Job 1
According to the GitOps passage, what should be used in place of mutable image tags?
Job 2
Carry the GitOps passage forward from the point where it stops.
** BEGIN Passage given **
The recovery story is equally important. If a cluster is lost, a GitOps-managed environment can be rebuilt by creating a new cluster, installing the reconciler, granting it access to the desired-state repository, and allowing it to apply the declarations. This does not automatically restore external databases or lost persistent volumes, but it dramatically reduces ambiguity for stateless workloads and infrastructure objects that are declared in Git.

A senior practitioner separates “cluster reconstruction” from “data recovery.” GitOps is strong at reconstructing Kubernetes objects, controller configuration, policy resources, and workload definitions. It is not a backup strategy for database contents or object storage data. Treating GitOps as a complete disaster recovery plan without testing data restore procedures is a common and expensive misunderstanding.

6. When GitOps Fits, and When It Needs Guardrails

GitOps works especially well when the managed system has a declarative API and a controller-friendly reconciliation model. Kubernetes is the classic example because the platform already operates through desired state, controllers, and observed status. GitOps extends that idea to the delivery workflow by making Git the declared source for what the controllers should maintain.

Scenario	Why GitOps helps	Guardrail to add
Kubernetes workloads	Manifests are declarative and Kubernetes already reconciles objects	Validate manifests before merge and monitor sync health
Multi-environment delivery	Same change path can promote from dev to stage to production	Keep environment differences explicit and reviewed
Compliance-heavy systems	Pull requests, commits, and reconciler events create an audit path	Protect branches and require approvals for sensitive paths
Multi-cluster platforms	One desired-state model can feed many clusters	Use clear ownership boundaries and cluster-specific overlays
Disaster reconstruction	Reapplying Git state can recreate declared resources	Test bootstrap order and keep data backups separate

GitOps is less comfortable when the system cannot be expressed declaratively or when change must be immediate and highly interactive. Some legacy platforms only expose imperative scripts. Some database operations require careful sequencing, locks, and human judgment. Some emergency mitigations need temporary state that should not become permanent desired state. GitOps can still participate in those workflows, but forcing every action into the same pattern can create operational theater rather than reliability.

Scenario	Why GitOps is challenging	Safer approach
Plaintext secrets	Git history preserves leaked values even after deletion	Store encrypted secrets or references to a secret manager
Mutable image tags	Git no longer identifies exact runtime content	Use immutable tags or image digests
One-off data migrations	Declarative state may not capture sequencing and rollback needs	Use migration tools with reviewed runbooks and status reporting
Fast incident experiments	Auto-sync may undo manual changes before responders learn	Define pause, override, and follow-up PR procedures
Legacy imperative systems	Scripts hide desired end state inside procedural steps	Wrap gradually, extract declarative configuration, and keep manual gates

A strong adoption plan starts with low-risk services whose desired state is already mostly declarative. The first migration should teach the team how review, sync, drift detection, rollback, and alerting feel in practice. Migrating the most complicated service first can obscure the model because the team spends all its energy on edge cases.
** END Passage given **
** BEGIN Data extract **
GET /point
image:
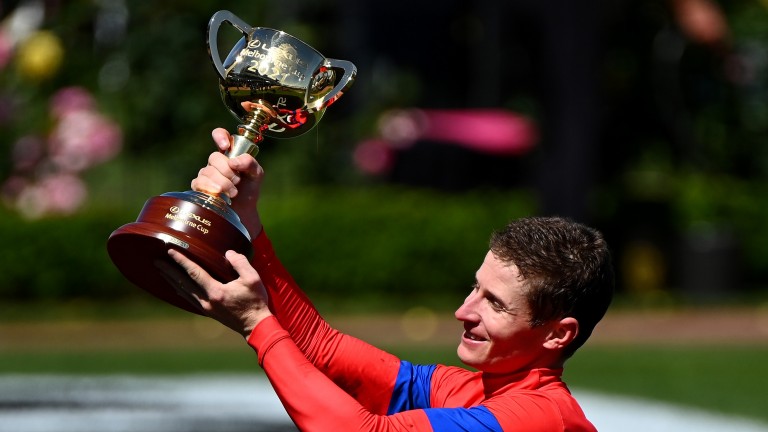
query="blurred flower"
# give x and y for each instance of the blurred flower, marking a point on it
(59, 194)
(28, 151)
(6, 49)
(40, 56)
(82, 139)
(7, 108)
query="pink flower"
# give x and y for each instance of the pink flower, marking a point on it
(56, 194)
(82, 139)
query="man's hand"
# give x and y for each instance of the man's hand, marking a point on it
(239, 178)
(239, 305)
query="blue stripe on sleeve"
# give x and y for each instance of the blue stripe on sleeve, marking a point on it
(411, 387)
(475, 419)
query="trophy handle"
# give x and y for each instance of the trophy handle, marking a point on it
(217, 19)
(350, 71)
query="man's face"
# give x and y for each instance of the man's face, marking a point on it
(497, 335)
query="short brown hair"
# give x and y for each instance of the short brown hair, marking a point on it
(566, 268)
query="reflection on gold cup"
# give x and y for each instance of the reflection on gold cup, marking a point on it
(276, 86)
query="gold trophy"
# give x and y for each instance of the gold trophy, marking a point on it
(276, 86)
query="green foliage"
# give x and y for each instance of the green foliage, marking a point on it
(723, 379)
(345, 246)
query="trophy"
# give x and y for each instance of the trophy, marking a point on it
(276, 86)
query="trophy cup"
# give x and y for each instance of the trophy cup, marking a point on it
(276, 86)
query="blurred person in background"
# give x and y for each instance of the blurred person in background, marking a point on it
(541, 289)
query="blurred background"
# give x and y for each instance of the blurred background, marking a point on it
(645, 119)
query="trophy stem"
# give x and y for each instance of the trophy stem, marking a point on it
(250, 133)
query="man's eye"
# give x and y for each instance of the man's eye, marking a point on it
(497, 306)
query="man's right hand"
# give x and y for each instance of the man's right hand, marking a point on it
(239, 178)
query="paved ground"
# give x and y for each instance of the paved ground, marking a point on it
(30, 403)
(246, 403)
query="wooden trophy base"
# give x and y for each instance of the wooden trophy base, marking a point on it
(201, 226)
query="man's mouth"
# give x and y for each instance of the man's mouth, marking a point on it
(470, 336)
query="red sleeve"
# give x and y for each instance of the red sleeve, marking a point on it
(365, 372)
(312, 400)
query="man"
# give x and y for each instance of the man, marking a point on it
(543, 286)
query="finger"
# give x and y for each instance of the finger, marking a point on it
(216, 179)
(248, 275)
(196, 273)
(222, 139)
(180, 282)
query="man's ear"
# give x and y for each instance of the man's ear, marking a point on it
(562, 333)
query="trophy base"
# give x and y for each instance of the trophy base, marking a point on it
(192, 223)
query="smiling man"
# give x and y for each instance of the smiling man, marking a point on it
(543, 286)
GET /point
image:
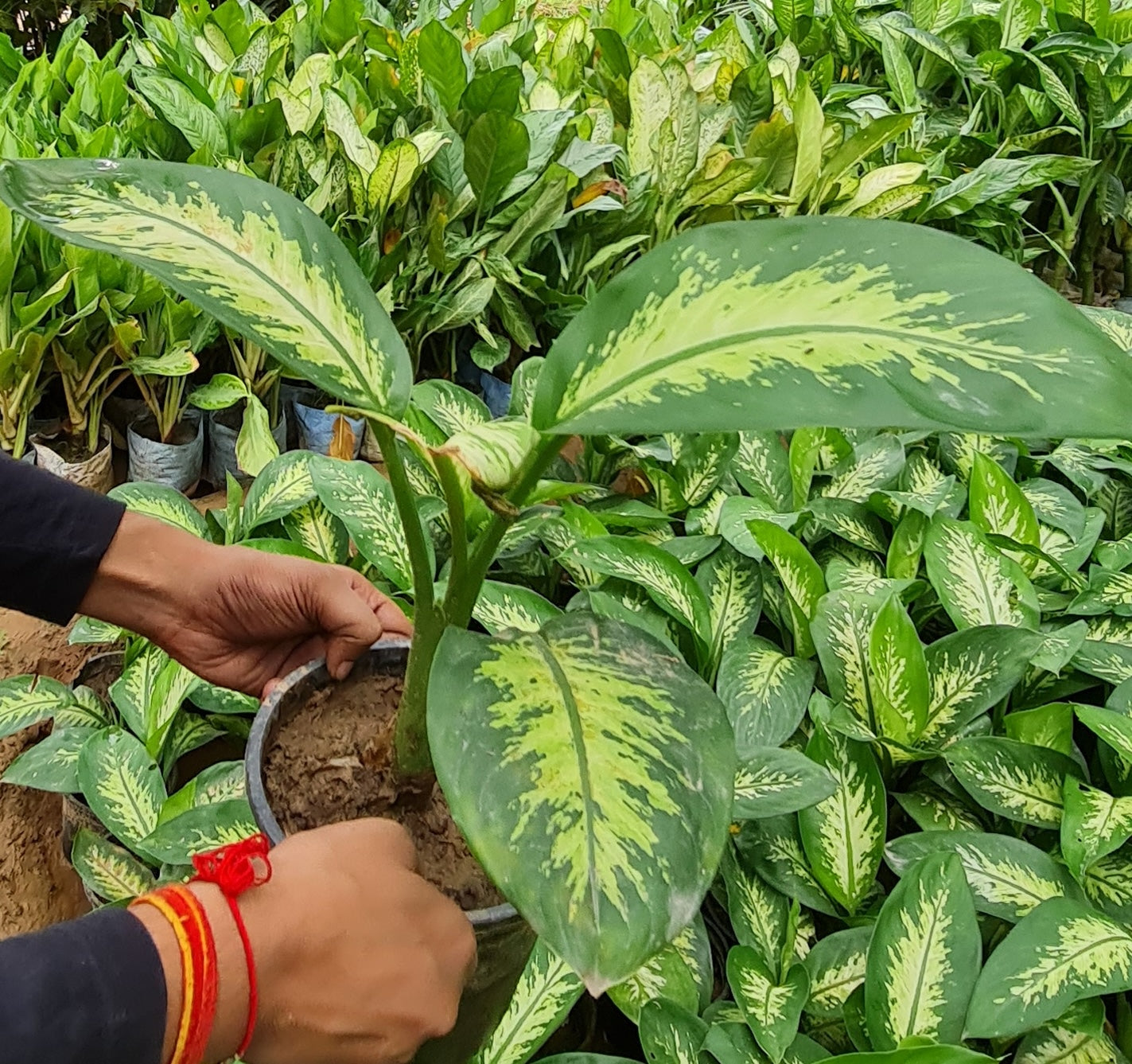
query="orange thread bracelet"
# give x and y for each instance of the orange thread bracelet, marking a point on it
** END Data extract **
Final answer 1
Immutable tags or image digests.

Final answer 2
Progressive delivery also deserves a note. GitOps can declare that a new image should be rolled out, but traffic shifting, canary analysis, and automated rollback may be handled by tools such as Argo Rollouts, Flagger, service meshes, or platform-specific release controllers. That does not contradict GitOps. It means Git declares the intended release policy, and specialized controllers execute and report on the rollout.

The decision to use auto-sync should be explicit. Auto-sync is powerful for self-healing and reducing human toil, but it can surprise teams that still rely on manual cluster patches. Manual sync provides more control but can weaken the “continuous” part of GitOps if people forget to apply changes. Many teams use auto-sync in lower environments first, then apply stricter policies and alerting before enabling it in production.

A useful design review question is: “What happens when Git and the cluster disagree?” If the answer is vague, the team has not finished designing GitOps. The correct answer should name the reconciler behavior, alerting path, human decision point, and procedure for making the desired state correct.

Did You Know?

GitOps was named after existing operational patterns became visible in Kubernetes delivery. The term became popular through Weaveworks, but the underlying idea of declared desired state plus reconciliation was already familiar in control-plane design.
GitOps is not limited to application deployments. Teams use the same principles for cluster add-ons, policy resources, infrastructure controllers, network configuration, and platform APIs when those systems expose declarative interfaces.
A GitOps rollback is often a Git revert, but only when artifacts are immutable. If the manifest points to a mutable image tag, reverting the manifest may not recreate the same runtime behavior.
GitOps can improve security by removing cluster credentials from external CI systems. The improvement depends on scoped reconciler permissions, protected repositories, and careful secret management rather than on the word “GitOps” alone.

Common Mistakes

Mistake	Problem	Better approach
Calling any YAML-in-Git workflow GitOps	The team may still rely on one-time push deployments with no drift detection	Verify the four principles: declarative, versioned, pulled, and reconciled
Giving CI cluster-admin credentials	A compromised CI runner can become a production cluster compromise	Let CI build artifacts and update Git while an in-cluster reconciler applies changes
Using mutable image tags like `latest`	Git cannot prove exactly which artifact is running or being rolled back	Pin releases to immutable tags or digests and record them in desired state
Storing plaintext secrets in Git	Secret values remain in history and may spread through forks, caches, and backups	Use SOPS, Sealed Secrets, External Secrets Operator, Vault, or cloud secret references
Enabling auto-sync without incident procedures	Manual emergency changes may be reverted before responders understand why	Define pause, break-glass, follow-up PR, and alerting procedures before production use
Mixing application source and production state without boundaries	Code changes and operational changes become hard to review independently	Choose repository structure based on ownership, risk, and review requirements
Ignoring reconciler health	Git may be correct while the cluster stops converging because the agent is failing	Alert on sync failures, authentication errors, stale revisions, and unhealthy resources

Quiz: Apply the Model

Question 1

Your team says it has adopted GitOps because every Kubernetes manifest is stored in Git. During a review, you discover that Jenkins still runs kubectl apply from outside the cluster and nobody checks for drift after the pipeline finishes. How would you evaluate this workflow against the GitOps principles, and what is the first architectural change you would recommend?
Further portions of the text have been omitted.